◆ What is being asked
Copy out the entries that follow. Leave none out.
=== Given entries ===
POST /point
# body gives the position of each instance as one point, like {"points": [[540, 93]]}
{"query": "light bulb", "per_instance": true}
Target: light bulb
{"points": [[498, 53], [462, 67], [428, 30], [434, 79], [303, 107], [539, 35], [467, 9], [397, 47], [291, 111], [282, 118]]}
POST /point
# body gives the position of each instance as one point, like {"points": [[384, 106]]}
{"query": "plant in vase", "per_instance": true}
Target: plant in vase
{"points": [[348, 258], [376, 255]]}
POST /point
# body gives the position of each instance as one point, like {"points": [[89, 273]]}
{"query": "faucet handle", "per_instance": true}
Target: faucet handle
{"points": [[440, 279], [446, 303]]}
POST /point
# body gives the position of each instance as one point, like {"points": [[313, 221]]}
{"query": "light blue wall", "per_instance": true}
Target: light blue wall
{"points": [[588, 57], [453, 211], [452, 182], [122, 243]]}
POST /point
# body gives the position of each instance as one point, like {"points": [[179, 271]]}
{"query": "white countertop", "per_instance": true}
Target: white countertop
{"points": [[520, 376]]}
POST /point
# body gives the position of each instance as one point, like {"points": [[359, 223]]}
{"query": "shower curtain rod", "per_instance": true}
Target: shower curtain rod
===
◆ Task answer
POST /point
# body gives the position of each instance as one point, like {"points": [[540, 93]]}
{"query": "light bulb", "per_instance": true}
Target: light bulb
{"points": [[498, 53], [462, 67], [428, 30], [434, 79], [303, 107], [539, 35], [467, 9], [397, 47], [291, 111], [282, 118]]}
POST /point
# body gives the position of each instance as one point, like {"points": [[384, 106]]}
{"query": "plant in vase", "per_instance": true}
Target: plant in vase
{"points": [[348, 258], [376, 255]]}
POST /point
# body gives the position of each instance as one point, like {"points": [[89, 273]]}
{"query": "faucet handle", "per_instance": true}
Target: faucet handle
{"points": [[440, 279], [446, 303]]}
POST /point
# body gives the position of each instance as one point, like {"points": [[313, 221]]}
{"query": "light blue wall", "per_instance": true}
Target: light blue wall
{"points": [[588, 57], [453, 211], [452, 182], [122, 243]]}
POST /point
# body gives the position of each instance as one point, like {"points": [[179, 271]]}
{"query": "white countertop", "per_instance": true}
Target: white countertop
{"points": [[520, 376]]}
POST /point
# body gives the position of each instance as one point, like {"points": [[359, 223]]}
{"query": "shower curtain rod", "per_instance": true}
Target: shower curtain rod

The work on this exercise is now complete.